**Solicitação escrita A**
Identifique, entre as linhas de dados abaixo, todas as que contêm a palavra "hillside" e copie-as integralmente. Diferencie maiúsculas de minúsculas.

**Documento**
⁂
A experiência a afastou da ideia de trabalhar em shopping novamente, mas não a impediu de buscar novas oportunidades. Atualmente, ela é formada em Gastronomia e trabalha na cozinha de um restaurante. “Agora, me sinto respeitada e acolhida”.

Medo em denunciar

A violência sofrida por Lillyan condiz com o relato do delegado da Dechradi, Marcelo Falconi. Segundo ele, os principais tipos de violência registrados por estas vítimas são insultos verbais, ameaças, agressões físicas e violência doméstica. Muitas pessoas hesitam em denunciar por medo de represálias ou descrença na Justiça. No entanto, Marcelo destacou que a delegacia atua para incentivar as denúncias e garantir a segurança. “A delegacia trabalha no sentido de humanizar o atendimento, informando as vítimas dos seus direitos, registrando as ocorrências, e deixando-as mais seguras”.

Sobre as ações da polícia, o delegado explicou que é aberto o inquérito policial (investigação). O primeiro passo é apurar as denúncias prestadas pelas vítimas na delegacia, onde são ouvidas com detalhes a respeito dos fatos, indicando meios de provas (testemunhas e provas técnicas). Por último, o acusado é identificado e ouvido. Com a finalização das investigações, os autos são enviados para o Ministério Público da Paraíba e o Judiciário.

Marcelo conta que um dos desafios nesses casos é com relação às provas. “Quando o crime não deixa vestígios ou não existe sequer prova testemunhal, é mais difícil”. A Dechradi também realiza ações preventivas e educativas para combater a LGBTfobia, mantendo parcerias com as secretarias do Estado, além de Organizações Não Governamentais (ONGs) e entidades envolvidas no atendimento às vítimas LGBTQIAPNb+. O delegado ressalta que, com essas ligações, muitas vezes esses órgãos prestam orientações e já encaminham as vítimas para a delegacia especializada.

 

Crimes aumentam

Na Paraíba, o número de crimes motivados por homofobia aumentou, segundo o Anuário Brasileiro de Segurança Pública de 2024. Em 2022, foram registrados 60 casos, enquanto que em 2023 esse número subiu para 83. Os registros incluem diferentes tipos de crimes, como racismo por homofobia, lesão corporal e homicídio doloso, evidenciando a persistência da violência contra essa população.
⁂
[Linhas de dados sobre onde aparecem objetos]
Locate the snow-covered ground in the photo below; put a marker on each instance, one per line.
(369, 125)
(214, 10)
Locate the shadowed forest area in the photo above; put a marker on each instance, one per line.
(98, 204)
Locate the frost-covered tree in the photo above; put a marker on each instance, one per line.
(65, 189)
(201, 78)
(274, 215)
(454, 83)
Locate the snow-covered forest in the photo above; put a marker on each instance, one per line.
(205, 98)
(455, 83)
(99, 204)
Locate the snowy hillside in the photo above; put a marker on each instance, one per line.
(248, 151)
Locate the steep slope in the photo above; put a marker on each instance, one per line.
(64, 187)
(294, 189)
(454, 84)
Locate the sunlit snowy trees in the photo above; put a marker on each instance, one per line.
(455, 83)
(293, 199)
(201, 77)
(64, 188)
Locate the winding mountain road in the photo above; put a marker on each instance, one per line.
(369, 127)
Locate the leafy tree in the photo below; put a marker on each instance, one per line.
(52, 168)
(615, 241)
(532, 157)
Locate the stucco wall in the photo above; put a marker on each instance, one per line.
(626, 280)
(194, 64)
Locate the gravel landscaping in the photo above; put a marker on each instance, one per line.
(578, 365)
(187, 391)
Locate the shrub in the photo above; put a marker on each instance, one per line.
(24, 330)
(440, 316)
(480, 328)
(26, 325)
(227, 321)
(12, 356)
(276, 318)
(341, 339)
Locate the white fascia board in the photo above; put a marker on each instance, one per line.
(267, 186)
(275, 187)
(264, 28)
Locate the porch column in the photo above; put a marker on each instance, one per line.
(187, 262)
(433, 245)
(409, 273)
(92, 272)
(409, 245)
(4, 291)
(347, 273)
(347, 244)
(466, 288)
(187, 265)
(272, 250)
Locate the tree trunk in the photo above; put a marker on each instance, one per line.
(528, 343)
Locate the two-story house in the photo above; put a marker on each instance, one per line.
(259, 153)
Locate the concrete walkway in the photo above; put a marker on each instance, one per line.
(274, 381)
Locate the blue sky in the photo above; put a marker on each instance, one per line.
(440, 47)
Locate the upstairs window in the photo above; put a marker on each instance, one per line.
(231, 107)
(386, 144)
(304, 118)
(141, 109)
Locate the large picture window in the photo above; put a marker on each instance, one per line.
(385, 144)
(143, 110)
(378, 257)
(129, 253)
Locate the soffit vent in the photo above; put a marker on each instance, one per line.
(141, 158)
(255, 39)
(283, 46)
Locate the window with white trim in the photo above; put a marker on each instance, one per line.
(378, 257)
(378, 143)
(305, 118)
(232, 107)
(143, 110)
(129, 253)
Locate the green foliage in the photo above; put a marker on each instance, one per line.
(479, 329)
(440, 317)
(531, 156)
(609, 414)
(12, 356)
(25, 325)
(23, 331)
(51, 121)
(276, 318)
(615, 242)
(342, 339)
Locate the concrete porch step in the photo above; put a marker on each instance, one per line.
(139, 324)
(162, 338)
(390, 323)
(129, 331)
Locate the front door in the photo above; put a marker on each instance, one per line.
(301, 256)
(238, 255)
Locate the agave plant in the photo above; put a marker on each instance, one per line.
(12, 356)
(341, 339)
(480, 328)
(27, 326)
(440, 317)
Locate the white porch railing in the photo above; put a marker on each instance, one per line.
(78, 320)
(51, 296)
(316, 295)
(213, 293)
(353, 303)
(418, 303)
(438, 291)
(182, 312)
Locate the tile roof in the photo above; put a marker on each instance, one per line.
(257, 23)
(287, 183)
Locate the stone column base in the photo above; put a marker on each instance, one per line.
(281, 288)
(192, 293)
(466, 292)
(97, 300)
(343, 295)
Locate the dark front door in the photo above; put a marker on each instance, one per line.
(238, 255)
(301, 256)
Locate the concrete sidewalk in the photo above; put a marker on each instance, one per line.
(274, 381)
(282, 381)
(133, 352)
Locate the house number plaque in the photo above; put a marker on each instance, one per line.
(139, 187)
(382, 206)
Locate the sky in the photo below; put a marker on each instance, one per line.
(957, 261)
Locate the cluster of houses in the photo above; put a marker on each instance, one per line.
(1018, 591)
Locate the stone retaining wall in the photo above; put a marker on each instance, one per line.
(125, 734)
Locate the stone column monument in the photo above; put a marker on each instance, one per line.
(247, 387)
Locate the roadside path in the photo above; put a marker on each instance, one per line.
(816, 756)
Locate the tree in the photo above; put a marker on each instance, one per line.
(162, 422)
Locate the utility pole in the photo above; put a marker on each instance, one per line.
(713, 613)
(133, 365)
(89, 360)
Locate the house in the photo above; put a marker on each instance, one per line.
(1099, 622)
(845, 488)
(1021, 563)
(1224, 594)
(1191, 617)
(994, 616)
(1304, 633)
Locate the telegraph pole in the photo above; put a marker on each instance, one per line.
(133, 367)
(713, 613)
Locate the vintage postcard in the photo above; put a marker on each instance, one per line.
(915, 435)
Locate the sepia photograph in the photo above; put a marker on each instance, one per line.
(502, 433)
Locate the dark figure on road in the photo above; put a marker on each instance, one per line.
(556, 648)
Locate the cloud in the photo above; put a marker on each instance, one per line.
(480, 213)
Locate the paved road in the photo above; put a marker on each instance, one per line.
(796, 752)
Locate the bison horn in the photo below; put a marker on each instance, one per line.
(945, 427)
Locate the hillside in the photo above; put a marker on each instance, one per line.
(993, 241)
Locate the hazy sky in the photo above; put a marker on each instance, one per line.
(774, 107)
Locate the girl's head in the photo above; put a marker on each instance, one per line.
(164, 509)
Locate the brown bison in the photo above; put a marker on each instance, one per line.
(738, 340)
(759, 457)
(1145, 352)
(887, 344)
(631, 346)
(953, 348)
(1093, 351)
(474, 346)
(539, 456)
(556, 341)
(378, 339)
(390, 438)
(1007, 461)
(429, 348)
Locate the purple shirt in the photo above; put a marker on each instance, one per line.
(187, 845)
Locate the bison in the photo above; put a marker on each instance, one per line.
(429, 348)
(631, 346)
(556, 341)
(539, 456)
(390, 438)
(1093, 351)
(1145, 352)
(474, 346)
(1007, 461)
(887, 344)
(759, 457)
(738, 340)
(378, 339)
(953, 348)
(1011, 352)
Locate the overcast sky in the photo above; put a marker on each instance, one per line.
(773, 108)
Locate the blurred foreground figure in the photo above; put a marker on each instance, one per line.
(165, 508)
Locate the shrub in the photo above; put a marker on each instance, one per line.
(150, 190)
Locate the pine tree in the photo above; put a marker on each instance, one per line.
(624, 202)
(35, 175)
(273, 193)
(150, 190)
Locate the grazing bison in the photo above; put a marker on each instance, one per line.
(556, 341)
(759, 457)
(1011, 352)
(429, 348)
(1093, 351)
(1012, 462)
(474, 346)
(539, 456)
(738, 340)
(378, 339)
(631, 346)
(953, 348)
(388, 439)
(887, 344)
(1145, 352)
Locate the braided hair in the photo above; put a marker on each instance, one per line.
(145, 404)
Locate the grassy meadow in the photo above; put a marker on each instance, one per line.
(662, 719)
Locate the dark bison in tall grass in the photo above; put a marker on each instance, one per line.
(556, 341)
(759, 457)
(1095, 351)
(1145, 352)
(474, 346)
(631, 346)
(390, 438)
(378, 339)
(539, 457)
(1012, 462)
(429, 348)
⁂
**Solicitação escrita B**
Segundo a reportagem, quantos casos de crimes motivados por homofobia foram registrados na Paraíba em 2023?

**Resposta escrita A**
Locate the snowy hillside in the photo above; put a marker on each instance, one per line.
Locate the hillside in the photo above; put a marker on each instance, one per line.

**Resposta escrita B**
83 casos.